Set task:
Tally the lines in the rows below that contain the string "floor", matching case exactly, and give only that number.

## START Data

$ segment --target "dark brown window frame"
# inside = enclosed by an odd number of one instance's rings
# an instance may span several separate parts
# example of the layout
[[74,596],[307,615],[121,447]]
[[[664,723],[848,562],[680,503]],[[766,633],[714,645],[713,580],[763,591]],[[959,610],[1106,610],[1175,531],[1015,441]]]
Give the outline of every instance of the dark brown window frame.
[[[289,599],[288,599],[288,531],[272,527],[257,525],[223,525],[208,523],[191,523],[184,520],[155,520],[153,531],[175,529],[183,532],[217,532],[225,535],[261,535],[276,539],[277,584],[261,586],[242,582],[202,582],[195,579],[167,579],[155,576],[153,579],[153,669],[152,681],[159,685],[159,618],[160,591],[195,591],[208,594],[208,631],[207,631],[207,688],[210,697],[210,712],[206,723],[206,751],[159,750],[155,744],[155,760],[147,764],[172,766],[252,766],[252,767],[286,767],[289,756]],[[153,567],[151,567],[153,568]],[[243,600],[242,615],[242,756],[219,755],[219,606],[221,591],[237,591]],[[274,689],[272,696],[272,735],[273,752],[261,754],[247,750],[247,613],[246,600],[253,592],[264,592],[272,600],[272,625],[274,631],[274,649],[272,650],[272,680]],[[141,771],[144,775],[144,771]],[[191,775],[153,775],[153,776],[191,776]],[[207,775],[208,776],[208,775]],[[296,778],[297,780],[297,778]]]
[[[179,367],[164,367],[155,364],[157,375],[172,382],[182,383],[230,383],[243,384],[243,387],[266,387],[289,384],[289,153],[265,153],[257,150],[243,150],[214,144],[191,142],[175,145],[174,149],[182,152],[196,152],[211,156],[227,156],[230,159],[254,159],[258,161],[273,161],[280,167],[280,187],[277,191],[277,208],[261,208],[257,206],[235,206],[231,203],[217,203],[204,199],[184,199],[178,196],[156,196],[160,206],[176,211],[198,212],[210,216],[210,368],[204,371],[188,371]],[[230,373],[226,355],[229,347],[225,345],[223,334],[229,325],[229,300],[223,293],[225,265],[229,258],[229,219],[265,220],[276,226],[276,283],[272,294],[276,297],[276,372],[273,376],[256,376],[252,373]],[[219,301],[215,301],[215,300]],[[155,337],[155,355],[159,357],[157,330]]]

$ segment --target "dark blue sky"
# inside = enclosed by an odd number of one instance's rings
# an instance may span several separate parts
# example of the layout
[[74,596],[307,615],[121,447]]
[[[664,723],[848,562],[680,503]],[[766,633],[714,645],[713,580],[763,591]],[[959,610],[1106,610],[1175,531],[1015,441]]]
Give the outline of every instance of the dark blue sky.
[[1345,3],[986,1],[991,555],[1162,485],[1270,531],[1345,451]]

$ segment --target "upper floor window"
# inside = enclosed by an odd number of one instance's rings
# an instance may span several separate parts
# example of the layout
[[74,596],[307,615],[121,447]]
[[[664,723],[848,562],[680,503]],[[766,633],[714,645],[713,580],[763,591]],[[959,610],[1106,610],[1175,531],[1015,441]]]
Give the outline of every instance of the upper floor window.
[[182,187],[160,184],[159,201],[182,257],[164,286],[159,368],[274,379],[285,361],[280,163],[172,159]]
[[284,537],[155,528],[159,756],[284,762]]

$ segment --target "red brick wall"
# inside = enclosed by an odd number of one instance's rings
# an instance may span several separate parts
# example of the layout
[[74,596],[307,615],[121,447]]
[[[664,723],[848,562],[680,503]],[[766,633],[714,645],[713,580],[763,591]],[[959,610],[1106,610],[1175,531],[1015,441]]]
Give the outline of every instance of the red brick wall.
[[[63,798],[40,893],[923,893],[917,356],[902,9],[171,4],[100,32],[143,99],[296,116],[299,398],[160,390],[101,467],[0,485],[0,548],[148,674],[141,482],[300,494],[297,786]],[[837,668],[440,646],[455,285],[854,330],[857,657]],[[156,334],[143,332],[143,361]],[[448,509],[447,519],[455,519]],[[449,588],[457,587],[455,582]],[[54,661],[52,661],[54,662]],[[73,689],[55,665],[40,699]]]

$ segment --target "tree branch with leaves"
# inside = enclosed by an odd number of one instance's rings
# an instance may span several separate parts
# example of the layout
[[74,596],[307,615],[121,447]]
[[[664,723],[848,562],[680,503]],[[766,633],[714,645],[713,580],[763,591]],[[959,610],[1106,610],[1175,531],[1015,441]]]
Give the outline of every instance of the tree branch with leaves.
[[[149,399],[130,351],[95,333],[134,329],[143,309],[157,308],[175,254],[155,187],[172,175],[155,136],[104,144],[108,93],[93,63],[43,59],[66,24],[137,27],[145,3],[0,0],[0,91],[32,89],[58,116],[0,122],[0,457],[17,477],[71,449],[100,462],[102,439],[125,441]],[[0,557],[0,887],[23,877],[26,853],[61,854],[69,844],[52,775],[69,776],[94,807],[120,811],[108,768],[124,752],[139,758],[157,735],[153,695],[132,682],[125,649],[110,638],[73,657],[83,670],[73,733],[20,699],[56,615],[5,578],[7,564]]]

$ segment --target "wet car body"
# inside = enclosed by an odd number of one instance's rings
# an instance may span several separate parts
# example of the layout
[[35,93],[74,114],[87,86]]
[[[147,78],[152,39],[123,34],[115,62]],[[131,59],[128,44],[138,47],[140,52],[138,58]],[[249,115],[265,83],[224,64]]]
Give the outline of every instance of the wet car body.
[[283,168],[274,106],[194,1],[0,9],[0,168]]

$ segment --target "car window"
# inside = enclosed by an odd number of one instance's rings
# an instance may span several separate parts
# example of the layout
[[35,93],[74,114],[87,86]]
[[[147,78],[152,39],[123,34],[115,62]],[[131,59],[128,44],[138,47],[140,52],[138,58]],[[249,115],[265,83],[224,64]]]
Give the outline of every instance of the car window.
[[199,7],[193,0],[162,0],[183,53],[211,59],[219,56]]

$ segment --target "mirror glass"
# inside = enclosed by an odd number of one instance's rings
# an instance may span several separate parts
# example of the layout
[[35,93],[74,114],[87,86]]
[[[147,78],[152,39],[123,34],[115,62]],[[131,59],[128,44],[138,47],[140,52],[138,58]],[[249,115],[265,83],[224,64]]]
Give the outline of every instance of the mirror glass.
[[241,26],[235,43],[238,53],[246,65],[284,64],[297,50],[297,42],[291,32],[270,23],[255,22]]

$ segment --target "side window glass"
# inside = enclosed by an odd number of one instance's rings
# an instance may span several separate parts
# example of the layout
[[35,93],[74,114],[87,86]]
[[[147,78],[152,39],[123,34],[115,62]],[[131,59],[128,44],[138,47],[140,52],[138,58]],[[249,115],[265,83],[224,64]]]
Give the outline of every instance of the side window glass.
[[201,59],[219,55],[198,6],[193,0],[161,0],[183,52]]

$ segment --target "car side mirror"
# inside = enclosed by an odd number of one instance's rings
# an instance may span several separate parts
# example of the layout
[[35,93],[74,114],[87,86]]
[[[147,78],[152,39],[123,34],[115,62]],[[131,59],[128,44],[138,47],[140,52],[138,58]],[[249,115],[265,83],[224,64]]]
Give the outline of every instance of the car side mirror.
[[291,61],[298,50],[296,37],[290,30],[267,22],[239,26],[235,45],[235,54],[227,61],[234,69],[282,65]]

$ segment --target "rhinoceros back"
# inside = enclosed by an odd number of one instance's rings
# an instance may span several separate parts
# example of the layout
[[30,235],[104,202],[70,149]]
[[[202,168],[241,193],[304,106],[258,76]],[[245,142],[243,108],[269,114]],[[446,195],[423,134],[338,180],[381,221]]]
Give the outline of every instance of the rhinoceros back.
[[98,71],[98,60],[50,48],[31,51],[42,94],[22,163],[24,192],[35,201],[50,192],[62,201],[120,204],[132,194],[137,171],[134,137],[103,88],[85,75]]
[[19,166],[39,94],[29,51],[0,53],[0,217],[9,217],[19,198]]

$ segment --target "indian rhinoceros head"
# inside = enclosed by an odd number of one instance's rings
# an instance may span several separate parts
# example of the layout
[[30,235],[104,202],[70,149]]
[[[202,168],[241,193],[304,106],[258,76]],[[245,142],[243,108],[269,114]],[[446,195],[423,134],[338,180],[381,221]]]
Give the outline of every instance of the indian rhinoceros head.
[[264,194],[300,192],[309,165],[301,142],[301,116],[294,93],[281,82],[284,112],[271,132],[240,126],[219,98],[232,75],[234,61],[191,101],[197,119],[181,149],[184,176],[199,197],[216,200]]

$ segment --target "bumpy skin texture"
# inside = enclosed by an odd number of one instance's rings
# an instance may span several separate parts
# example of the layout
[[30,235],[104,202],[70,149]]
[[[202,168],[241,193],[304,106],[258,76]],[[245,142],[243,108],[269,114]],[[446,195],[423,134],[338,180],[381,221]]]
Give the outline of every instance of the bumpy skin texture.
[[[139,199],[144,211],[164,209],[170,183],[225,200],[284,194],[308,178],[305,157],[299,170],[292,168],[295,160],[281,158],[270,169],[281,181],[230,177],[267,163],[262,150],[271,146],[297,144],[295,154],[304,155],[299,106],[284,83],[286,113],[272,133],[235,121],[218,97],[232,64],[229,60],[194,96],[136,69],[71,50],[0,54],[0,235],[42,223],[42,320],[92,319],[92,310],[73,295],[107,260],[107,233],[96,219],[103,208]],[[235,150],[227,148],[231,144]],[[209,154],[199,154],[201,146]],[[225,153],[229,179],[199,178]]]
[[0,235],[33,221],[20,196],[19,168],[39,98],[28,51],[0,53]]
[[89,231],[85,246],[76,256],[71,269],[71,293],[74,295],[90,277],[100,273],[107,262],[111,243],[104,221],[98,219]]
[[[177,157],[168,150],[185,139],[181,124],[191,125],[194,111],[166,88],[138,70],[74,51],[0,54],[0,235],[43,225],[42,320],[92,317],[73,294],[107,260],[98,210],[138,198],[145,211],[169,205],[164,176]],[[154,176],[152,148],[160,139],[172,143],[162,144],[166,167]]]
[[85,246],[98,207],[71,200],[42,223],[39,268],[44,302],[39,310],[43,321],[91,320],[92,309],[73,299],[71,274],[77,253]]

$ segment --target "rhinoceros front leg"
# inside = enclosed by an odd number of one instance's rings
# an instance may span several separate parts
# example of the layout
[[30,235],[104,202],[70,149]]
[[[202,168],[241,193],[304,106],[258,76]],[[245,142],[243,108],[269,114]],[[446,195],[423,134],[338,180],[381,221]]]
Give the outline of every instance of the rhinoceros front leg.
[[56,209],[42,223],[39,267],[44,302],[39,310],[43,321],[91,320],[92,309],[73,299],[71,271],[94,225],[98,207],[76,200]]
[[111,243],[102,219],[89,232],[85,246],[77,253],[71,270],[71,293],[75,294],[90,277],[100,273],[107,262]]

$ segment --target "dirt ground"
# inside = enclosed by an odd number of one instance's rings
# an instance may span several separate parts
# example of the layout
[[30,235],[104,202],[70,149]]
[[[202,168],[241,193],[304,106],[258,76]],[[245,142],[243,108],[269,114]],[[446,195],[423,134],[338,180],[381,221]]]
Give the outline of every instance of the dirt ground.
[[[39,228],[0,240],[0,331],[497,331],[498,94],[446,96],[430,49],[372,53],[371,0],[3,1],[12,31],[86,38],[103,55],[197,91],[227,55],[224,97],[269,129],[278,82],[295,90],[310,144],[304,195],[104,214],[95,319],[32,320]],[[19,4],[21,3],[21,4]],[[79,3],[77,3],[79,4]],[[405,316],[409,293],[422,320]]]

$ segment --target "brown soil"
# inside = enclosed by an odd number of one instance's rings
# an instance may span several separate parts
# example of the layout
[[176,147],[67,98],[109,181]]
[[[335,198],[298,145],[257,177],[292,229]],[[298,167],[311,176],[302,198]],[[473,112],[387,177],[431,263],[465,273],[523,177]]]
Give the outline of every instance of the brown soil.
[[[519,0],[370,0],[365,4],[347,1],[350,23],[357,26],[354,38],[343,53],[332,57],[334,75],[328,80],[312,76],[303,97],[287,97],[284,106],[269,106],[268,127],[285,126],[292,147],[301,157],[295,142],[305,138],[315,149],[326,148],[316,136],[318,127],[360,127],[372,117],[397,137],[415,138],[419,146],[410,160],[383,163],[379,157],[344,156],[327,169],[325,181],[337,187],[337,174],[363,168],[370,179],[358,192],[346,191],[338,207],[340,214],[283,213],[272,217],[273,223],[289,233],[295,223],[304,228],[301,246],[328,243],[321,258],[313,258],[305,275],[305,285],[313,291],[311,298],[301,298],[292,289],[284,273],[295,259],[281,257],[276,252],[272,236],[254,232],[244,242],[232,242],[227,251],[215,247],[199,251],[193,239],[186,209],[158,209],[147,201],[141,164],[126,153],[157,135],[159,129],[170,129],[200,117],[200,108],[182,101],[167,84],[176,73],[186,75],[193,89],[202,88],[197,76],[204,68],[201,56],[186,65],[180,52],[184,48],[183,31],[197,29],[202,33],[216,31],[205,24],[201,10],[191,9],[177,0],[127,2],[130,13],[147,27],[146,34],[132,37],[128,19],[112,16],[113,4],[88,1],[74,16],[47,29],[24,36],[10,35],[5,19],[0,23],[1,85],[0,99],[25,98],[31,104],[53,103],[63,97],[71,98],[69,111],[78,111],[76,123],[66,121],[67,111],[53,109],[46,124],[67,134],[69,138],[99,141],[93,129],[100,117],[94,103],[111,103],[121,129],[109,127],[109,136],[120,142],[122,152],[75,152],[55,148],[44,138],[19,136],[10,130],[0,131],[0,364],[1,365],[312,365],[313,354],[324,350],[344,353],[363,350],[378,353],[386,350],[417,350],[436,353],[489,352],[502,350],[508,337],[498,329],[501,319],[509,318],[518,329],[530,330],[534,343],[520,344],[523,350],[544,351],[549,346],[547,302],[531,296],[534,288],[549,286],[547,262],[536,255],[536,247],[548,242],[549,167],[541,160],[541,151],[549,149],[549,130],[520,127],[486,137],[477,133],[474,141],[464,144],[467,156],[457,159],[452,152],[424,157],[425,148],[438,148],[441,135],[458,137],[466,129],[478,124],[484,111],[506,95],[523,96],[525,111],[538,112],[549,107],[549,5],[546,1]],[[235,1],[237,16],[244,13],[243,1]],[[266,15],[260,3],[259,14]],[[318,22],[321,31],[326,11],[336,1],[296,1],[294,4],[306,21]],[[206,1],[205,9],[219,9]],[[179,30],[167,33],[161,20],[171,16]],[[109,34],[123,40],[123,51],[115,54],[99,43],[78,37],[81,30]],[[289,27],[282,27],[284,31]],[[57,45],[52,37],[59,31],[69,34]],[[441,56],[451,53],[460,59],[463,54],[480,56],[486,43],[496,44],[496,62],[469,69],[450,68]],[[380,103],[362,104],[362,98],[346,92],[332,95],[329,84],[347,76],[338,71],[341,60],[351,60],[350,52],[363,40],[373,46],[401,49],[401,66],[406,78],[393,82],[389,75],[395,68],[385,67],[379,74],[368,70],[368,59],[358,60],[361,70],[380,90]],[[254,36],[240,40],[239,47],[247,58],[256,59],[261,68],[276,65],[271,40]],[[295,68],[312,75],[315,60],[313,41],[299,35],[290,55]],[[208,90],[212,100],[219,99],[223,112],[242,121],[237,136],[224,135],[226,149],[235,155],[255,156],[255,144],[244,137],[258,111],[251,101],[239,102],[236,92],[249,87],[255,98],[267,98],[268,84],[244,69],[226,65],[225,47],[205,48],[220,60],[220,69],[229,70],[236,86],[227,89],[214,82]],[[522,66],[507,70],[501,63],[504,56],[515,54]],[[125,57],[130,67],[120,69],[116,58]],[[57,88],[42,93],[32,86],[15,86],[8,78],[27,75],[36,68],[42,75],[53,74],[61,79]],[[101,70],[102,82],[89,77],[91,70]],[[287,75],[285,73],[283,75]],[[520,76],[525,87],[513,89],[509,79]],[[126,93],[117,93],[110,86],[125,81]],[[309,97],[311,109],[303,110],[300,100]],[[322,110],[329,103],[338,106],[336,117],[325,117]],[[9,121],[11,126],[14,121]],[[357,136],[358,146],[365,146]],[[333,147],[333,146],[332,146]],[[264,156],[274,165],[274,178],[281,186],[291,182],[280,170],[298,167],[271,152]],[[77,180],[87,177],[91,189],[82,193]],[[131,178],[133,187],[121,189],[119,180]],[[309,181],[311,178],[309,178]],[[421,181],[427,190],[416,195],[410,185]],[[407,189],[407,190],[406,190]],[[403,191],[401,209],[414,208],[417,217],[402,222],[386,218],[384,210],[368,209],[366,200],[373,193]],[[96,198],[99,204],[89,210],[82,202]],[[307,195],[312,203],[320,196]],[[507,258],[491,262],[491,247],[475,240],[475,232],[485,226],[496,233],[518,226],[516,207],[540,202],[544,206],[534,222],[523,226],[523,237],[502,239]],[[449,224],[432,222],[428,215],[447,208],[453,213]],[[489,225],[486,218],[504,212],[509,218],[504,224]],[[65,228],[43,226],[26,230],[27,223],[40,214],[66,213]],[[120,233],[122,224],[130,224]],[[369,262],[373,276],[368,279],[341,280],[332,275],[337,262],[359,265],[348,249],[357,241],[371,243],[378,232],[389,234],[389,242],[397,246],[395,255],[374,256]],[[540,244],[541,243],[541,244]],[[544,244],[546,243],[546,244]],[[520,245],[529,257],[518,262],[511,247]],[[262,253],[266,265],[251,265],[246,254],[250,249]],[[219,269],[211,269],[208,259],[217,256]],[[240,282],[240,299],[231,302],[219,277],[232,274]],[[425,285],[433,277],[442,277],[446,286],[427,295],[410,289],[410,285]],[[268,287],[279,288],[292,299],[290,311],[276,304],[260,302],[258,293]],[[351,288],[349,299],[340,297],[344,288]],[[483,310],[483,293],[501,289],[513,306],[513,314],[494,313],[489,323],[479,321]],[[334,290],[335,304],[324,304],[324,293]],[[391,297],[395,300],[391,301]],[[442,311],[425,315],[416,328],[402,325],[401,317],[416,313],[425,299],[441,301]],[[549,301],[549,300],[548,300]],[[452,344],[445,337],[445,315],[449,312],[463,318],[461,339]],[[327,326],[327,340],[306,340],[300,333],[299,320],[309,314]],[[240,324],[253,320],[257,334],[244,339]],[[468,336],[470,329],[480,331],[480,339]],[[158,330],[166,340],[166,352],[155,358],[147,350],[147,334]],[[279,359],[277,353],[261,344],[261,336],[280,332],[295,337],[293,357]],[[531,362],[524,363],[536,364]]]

## END Data

Exercise output:
2